EXTRACTED TEXT:
[Start of section]

Guerzoni and McLysaght (2016) claimed to have identified 35 orphan genes specific to the great apes. There’s something I don’t understand about the methodology used to find these genes. Here’s what they did:
We compared the complete human proteome with that of chimpanzee, gorilla, orangutan, and macaque using BLAST. Candidate de novo genes were those where none of the potential proteins of the gene had hits in orangutan or macaque. […] This resulted in 734 candidate de novo genes from EnsEMBL v60 and an additional 67 genes from subsequent EnsEMBL versions (v61–69). […] In order to unambiguously show that a given gene has arisen de novo it is necessary to demonstrate that the ancestral sequence was noncoding. We used tBLASTn to search for the orthologous DNA in outgroup primate genomes. The outgroup orthologous DNA was identifiable for 233 genes.

[End of section]

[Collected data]
[Start of section]

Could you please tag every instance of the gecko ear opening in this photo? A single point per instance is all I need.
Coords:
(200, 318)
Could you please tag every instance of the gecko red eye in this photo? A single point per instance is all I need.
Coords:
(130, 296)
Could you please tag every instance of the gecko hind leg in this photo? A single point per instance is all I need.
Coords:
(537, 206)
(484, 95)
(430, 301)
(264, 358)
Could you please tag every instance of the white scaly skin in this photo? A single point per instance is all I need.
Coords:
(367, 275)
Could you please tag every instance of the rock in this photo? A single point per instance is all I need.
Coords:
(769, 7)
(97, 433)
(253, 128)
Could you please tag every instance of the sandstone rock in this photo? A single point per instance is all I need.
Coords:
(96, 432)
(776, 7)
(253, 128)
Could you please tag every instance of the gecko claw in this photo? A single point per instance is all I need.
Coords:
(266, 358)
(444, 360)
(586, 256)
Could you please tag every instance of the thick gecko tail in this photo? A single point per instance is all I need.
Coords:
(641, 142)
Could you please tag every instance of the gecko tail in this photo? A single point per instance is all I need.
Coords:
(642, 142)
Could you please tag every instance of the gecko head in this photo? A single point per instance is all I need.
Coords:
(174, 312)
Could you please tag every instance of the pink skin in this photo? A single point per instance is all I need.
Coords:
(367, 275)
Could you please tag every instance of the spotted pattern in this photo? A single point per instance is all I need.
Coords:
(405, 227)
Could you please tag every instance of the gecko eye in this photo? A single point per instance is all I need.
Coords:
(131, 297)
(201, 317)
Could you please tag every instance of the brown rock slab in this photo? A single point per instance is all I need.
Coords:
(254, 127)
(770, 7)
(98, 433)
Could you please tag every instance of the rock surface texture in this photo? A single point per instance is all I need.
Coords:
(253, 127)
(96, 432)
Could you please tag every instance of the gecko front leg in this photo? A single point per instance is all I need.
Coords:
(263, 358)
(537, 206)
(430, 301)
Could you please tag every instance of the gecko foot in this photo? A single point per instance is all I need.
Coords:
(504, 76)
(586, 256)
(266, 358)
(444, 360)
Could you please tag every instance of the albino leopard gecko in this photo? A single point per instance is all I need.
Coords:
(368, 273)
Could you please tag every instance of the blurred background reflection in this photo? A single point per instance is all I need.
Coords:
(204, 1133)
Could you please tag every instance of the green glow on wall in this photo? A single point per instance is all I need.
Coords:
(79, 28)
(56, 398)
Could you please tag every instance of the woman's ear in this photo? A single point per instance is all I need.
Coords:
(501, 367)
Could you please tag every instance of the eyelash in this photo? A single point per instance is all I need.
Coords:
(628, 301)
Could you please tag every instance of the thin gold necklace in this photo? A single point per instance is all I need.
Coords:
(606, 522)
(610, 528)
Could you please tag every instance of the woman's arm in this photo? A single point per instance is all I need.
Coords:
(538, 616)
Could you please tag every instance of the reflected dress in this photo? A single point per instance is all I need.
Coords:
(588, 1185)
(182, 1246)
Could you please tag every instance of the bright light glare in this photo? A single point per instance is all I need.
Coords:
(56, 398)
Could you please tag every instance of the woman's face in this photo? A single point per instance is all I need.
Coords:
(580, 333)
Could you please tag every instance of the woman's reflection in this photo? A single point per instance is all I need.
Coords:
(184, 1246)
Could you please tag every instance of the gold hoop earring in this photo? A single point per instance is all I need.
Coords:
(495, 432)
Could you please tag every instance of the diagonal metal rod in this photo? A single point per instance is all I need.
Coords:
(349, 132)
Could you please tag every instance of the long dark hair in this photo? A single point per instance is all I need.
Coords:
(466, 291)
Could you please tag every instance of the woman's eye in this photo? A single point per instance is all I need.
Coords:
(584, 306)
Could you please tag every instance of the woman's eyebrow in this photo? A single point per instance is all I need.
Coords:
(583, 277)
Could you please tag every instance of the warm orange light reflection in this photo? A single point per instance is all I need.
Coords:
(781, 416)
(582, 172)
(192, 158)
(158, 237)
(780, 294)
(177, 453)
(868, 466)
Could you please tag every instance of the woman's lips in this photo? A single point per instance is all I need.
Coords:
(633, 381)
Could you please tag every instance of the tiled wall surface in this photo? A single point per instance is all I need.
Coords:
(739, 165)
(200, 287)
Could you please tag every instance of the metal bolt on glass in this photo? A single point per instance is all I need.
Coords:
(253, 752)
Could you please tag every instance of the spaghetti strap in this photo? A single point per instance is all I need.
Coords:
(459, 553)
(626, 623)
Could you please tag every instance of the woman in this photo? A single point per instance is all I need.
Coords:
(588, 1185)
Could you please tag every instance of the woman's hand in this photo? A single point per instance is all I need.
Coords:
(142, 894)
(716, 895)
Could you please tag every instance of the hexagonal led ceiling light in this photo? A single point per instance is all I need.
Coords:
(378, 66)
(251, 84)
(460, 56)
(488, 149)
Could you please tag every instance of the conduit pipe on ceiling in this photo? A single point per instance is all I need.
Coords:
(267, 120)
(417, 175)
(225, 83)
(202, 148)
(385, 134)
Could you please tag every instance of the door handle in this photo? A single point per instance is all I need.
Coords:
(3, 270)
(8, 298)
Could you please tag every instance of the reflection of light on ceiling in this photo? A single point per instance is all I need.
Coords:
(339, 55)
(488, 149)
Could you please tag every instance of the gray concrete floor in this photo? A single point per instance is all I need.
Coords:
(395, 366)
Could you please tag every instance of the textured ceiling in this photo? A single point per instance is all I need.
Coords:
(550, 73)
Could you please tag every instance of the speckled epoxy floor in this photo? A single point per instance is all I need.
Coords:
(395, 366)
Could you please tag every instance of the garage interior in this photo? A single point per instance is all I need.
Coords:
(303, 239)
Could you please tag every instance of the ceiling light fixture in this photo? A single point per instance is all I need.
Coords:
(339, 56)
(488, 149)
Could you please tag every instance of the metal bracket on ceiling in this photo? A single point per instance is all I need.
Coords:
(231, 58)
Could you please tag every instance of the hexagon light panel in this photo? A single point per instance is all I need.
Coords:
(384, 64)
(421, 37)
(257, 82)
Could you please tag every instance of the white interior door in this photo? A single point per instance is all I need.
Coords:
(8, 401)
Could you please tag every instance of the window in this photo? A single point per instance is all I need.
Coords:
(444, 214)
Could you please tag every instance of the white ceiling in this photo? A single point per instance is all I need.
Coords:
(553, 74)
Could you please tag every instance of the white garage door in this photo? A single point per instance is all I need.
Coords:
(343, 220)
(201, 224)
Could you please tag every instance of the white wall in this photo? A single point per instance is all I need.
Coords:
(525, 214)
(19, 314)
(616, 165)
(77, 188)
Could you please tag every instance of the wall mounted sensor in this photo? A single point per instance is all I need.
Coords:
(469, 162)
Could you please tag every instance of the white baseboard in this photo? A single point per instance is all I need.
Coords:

[End of section]

TASK PROMPT: Continue the post about how the great-ape orphan genes were identified, starting right after its final sentence.

ANSWER SECTION:
This implies that there are ~500 genes that do not have orthologous DNA sequences in orangutan and macaque, quite a large number if you ask me. But why did they exclude all of them from their analysis? They write:
The method we use here builds on the approach of Knowles and McLysaght (2009) where initially plausible de novo genes are examined for evidence of the absence of the gene in the ancestor, as well as for supporting evidence. This approach requires the detection of the orthologous DNA sequence in the outgroup lineage, otherwise the gene is excluded as ambiguous.
But wouldn’t it be much more interesting to find out more about those genes that do not even have orthologous sequences in closely related lineages? Why don’t they qualify as orphan genes?